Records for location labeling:
==================================================
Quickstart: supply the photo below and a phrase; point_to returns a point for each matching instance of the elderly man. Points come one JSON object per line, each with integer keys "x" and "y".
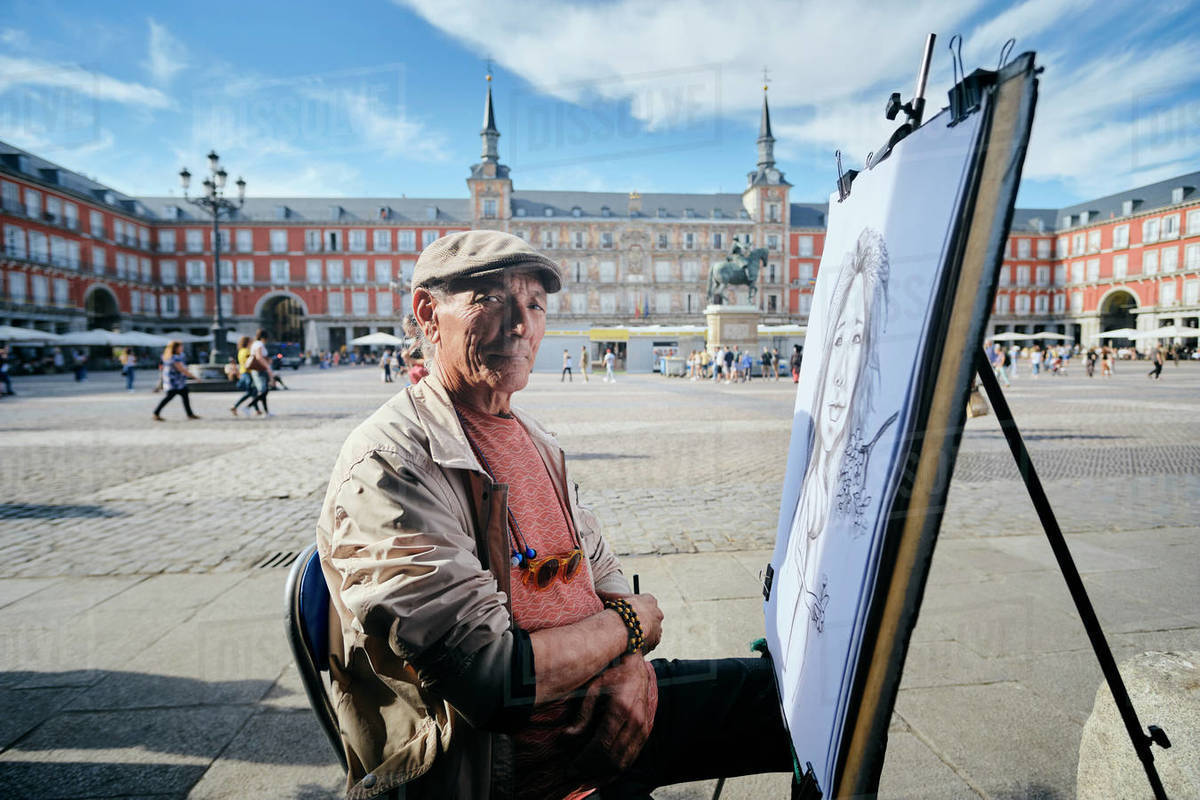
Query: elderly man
{"x": 489, "y": 644}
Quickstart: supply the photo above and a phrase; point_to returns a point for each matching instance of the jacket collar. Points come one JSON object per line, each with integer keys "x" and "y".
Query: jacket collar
{"x": 449, "y": 445}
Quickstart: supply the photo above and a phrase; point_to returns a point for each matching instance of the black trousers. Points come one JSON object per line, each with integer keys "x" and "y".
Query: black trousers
{"x": 715, "y": 719}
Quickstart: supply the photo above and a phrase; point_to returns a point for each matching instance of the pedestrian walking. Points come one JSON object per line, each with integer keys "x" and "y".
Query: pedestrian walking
{"x": 129, "y": 365}
{"x": 1158, "y": 365}
{"x": 245, "y": 380}
{"x": 174, "y": 378}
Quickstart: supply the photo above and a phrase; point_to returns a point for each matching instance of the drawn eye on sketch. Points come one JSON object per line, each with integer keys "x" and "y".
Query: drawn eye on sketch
{"x": 835, "y": 474}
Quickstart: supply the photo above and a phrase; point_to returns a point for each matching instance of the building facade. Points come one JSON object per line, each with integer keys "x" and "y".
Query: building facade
{"x": 319, "y": 271}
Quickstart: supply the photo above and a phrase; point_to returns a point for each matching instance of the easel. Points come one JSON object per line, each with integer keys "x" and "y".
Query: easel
{"x": 1141, "y": 741}
{"x": 966, "y": 97}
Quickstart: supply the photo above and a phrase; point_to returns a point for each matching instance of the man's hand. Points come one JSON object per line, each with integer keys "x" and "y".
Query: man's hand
{"x": 648, "y": 614}
{"x": 617, "y": 711}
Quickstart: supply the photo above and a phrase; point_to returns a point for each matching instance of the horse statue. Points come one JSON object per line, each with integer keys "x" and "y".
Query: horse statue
{"x": 741, "y": 266}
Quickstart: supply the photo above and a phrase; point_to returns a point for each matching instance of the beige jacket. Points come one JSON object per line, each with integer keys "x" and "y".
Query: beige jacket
{"x": 413, "y": 540}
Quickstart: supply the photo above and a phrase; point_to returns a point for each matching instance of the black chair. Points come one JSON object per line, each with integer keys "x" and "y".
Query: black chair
{"x": 307, "y": 621}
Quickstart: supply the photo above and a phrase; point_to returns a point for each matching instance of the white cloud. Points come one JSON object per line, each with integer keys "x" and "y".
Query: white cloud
{"x": 17, "y": 72}
{"x": 166, "y": 55}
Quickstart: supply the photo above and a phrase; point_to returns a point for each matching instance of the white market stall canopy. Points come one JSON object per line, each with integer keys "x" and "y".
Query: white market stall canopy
{"x": 378, "y": 340}
{"x": 12, "y": 334}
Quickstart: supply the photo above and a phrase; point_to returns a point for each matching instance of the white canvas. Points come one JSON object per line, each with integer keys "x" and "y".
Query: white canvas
{"x": 883, "y": 258}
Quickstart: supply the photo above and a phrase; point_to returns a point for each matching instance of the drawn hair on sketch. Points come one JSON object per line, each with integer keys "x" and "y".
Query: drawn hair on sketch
{"x": 843, "y": 400}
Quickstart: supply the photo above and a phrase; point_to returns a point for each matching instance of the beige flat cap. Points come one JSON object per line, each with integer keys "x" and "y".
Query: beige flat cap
{"x": 483, "y": 252}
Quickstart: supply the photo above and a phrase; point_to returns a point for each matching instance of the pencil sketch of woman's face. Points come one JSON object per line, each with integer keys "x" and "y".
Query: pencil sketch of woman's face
{"x": 845, "y": 361}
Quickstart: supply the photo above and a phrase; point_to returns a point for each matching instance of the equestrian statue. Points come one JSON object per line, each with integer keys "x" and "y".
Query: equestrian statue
{"x": 741, "y": 266}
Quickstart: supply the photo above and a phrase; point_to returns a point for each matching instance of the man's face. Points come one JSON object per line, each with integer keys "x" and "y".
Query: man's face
{"x": 487, "y": 332}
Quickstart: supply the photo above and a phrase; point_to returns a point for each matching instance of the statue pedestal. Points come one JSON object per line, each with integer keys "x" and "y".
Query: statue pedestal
{"x": 732, "y": 326}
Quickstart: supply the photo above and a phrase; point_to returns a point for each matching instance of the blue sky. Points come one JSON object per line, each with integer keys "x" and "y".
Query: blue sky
{"x": 385, "y": 98}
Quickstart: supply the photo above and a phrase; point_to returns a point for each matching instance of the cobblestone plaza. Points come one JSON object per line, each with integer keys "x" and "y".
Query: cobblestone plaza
{"x": 141, "y": 596}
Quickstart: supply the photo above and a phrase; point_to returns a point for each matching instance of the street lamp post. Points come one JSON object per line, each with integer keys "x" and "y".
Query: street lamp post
{"x": 215, "y": 203}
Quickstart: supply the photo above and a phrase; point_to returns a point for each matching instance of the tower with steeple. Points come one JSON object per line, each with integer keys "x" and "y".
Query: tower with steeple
{"x": 491, "y": 190}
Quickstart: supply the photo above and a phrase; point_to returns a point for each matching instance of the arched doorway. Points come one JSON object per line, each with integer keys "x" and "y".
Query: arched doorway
{"x": 1116, "y": 312}
{"x": 282, "y": 317}
{"x": 101, "y": 308}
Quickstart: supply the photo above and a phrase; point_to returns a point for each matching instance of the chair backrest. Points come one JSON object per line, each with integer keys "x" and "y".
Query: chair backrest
{"x": 306, "y": 614}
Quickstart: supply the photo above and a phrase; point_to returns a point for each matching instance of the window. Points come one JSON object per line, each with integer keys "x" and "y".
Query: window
{"x": 1150, "y": 230}
{"x": 13, "y": 241}
{"x": 383, "y": 304}
{"x": 17, "y": 287}
{"x": 41, "y": 286}
{"x": 33, "y": 209}
{"x": 1167, "y": 293}
{"x": 1192, "y": 293}
{"x": 1192, "y": 257}
{"x": 1171, "y": 227}
{"x": 1120, "y": 266}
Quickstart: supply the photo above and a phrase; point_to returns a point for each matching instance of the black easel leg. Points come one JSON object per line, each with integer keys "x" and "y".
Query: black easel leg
{"x": 1141, "y": 740}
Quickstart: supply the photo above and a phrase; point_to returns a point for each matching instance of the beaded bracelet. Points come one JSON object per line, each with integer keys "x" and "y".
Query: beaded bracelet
{"x": 629, "y": 617}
==================================================
EXERCISE TASK.
Reproduce all of the lines above verbatim, omitting the pictures from your output.

EXERCISE RESULT.
Quickstart: supply the photo below and a phrase; point_to returns a point for each matching instance of the elderly man. Points come one JSON object per line, each with integer keys "x" and "y".
Query: elderly man
{"x": 489, "y": 644}
Quickstart: supply the photo above and a phrase; point_to returns a point for each matching instance of the jacket collar. Points come one JSON object per line, each with integer keys "x" and "y".
Query: jacket collar
{"x": 449, "y": 445}
Quickstart: supply the photo above and a phrase; point_to returns a point for each matching instance of the black trousers. Points come one JSON object per line, each with integer keys "x" and "y".
Query: black trousers
{"x": 715, "y": 719}
Quickstart: supply the photo above and a phrase; point_to returns a point for each matching instance of the pedestrian walking. Points come one JSON object per line, each with integer keys "x" and "y".
Query: pedestrian walking
{"x": 129, "y": 365}
{"x": 1158, "y": 365}
{"x": 245, "y": 380}
{"x": 174, "y": 378}
Quickstart: supply the photo above and a phrase; point_to returns a point for each matching instance of the drawn eye on sketch. Points come one JSON object per line, each with integer keys "x" and "y".
Query: drawn eye on sketch
{"x": 835, "y": 474}
Quickstart: supply the photo above and a phrase; point_to returns a point for each matching instance of the building facade. Points come one JSON object per line, each with integer keys "x" and "y".
Query: building facade
{"x": 319, "y": 271}
Quickstart: supply the photo above and a phrase; point_to returns a point for each matching instance of the easel. Points come one JSON object per line, each with integer keys "x" and "y".
Query: easel
{"x": 1141, "y": 741}
{"x": 966, "y": 97}
Quickstart: supply the photo above and a phrase; point_to returns a point for each matching instance of the man's hand. Points come one JSON object per line, each with integer keys "x" and "y".
Query: man's hand
{"x": 648, "y": 614}
{"x": 617, "y": 711}
Quickstart: supply the photo above and a phrase; point_to returns a point for each matching instance of the horse statue. Points come one JSON object per line, each with integer keys "x" and "y".
Query: horse statue
{"x": 741, "y": 266}
Quickstart: supply the photo above and a phrase; point_to returns a point for each matching instance of the beige jacket. Points come one JSON object per line, each with integer keys "x" and "y".
Query: beige jacket
{"x": 413, "y": 540}
Quickstart: supply the photo above and a phrase; point_to returns a point for each matching instance of the black chair. Points come one JSON object per line, each with integer keys "x" and "y".
Query: black chair
{"x": 307, "y": 621}
Quickstart: supply the photo above and a phrase; point_to returns a point for each matching instance of the white cloud. Points come one JSON object per line, each with integer keys "x" and "y".
Query: white cloud
{"x": 17, "y": 72}
{"x": 166, "y": 55}
Quickstart: supply the photo above and a phrase; point_to returns a point for each matching instance of the white market stall canopy. Points come one JSON object per line, each with integer keys "x" and "y".
Query: white market stall canopy
{"x": 378, "y": 340}
{"x": 12, "y": 334}
Quickstart: supply the photo above and a phrase; point_to returns a point for each matching instance of the white canvas. Points come one JSON object per line, each with integer keys "x" and "y".
Query: white canvas
{"x": 883, "y": 258}
Quickstart: supply the photo above and a phrase; point_to returns a point for each matching instance of the drawn hair on sketch. Points come one JSON object per line, each with integer keys "x" and "y".
Query: drawn hair on sketch
{"x": 843, "y": 400}
Quickstart: supply the photo above and a phrase; point_to returns a point for each matching instance of the beige flat cap. Points come one JSON object per line, each with integer keys "x" and "y".
Query: beige flat cap
{"x": 483, "y": 252}
Quickstart: supply the photo above and a phrase; point_to returns a point for each matching instance of the pencil sketch of woman's face. Points come one JSON object per line, each with integer keys "x" and "y".
Query: pencil sketch of woman's face
{"x": 845, "y": 361}
Quickstart: supply the photo above and a phrase; point_to returns a point for each matching instance of the equestrian statue. Points come one JSON object per line, each with integer keys "x" and "y".
Query: equestrian statue
{"x": 741, "y": 266}
Quickstart: supply the photo above and a phrase; point_to returns a point for each matching instance of the man's face. Points come one JSON object per line, each with integer keys "x" and "y".
Query: man's face
{"x": 487, "y": 332}
Quickstart: supply the photo above and a phrase; point_to returns a point for each matching instance of the statue pedestal. Points come one JSON object per line, each with integer keys "x" and "y".
Query: statue pedestal
{"x": 732, "y": 326}
Quickstart: supply the photo above and a phrase; point_to returns a point for each matching instance of the blue sky. Points come one JSON object per line, each with integer keys "x" and "y".
Query: blue sky
{"x": 385, "y": 98}
Quickstart: supply the photo above and a phrase; point_to returns a point for each matching instance of the cobblestone plaza. Points come one JSON object per line, each with integer keys "x" and "y".
Query: cobblestone plaza
{"x": 141, "y": 596}
Quickstart: supply the photo above and a phrase; point_to returns a point for each matching instance of the street lamp post. Points come one JSON object per line, each with integer keys "x" and "y".
Query: street lamp post
{"x": 215, "y": 203}
Quickstart: supply the photo above and a phrase; point_to returns a point for each matching instance of the tower with steeple. Points come one JSON object per line, each with integer keys "x" and "y".
Query: tower with steeple
{"x": 491, "y": 190}
Quickstart: supply the photo above and a phrase; point_to returns a point for each matching instance of the arched doorway. Points come one JSON object per line, each with integer keys "x" and "y".
Query: arched doorway
{"x": 1116, "y": 312}
{"x": 282, "y": 317}
{"x": 101, "y": 308}
Quickstart: supply the photo above and a phrase; point_to returns a point for each matching instance of the chair backrest. Points come one JSON object per line, each with integer keys "x" and "y".
Query: chair backrest
{"x": 306, "y": 614}
Quickstart: supply the photo above and a phrase; point_to returns a point for each matching instance of the window. Points come one JSON object per line, each with integer keys "x" and "y".
Query: window
{"x": 1150, "y": 230}
{"x": 13, "y": 241}
{"x": 383, "y": 304}
{"x": 17, "y": 287}
{"x": 41, "y": 286}
{"x": 33, "y": 209}
{"x": 1167, "y": 293}
{"x": 1192, "y": 293}
{"x": 1192, "y": 257}
{"x": 1171, "y": 227}
{"x": 1120, "y": 266}
Quickstart: supply the photo above and a phrase; point_to returns a point for each matching instance of the black easel leg. Points come one JSON object per line, each with integer keys "x" and "y".
Query: black easel leg
{"x": 1141, "y": 740}
Quickstart: supply the photo above and a phrase; point_to returns a point for each matching instance of the beaded bracelet. Points come one JSON object per line, each with integer keys "x" and "y".
Query: beaded bracelet
{"x": 629, "y": 617}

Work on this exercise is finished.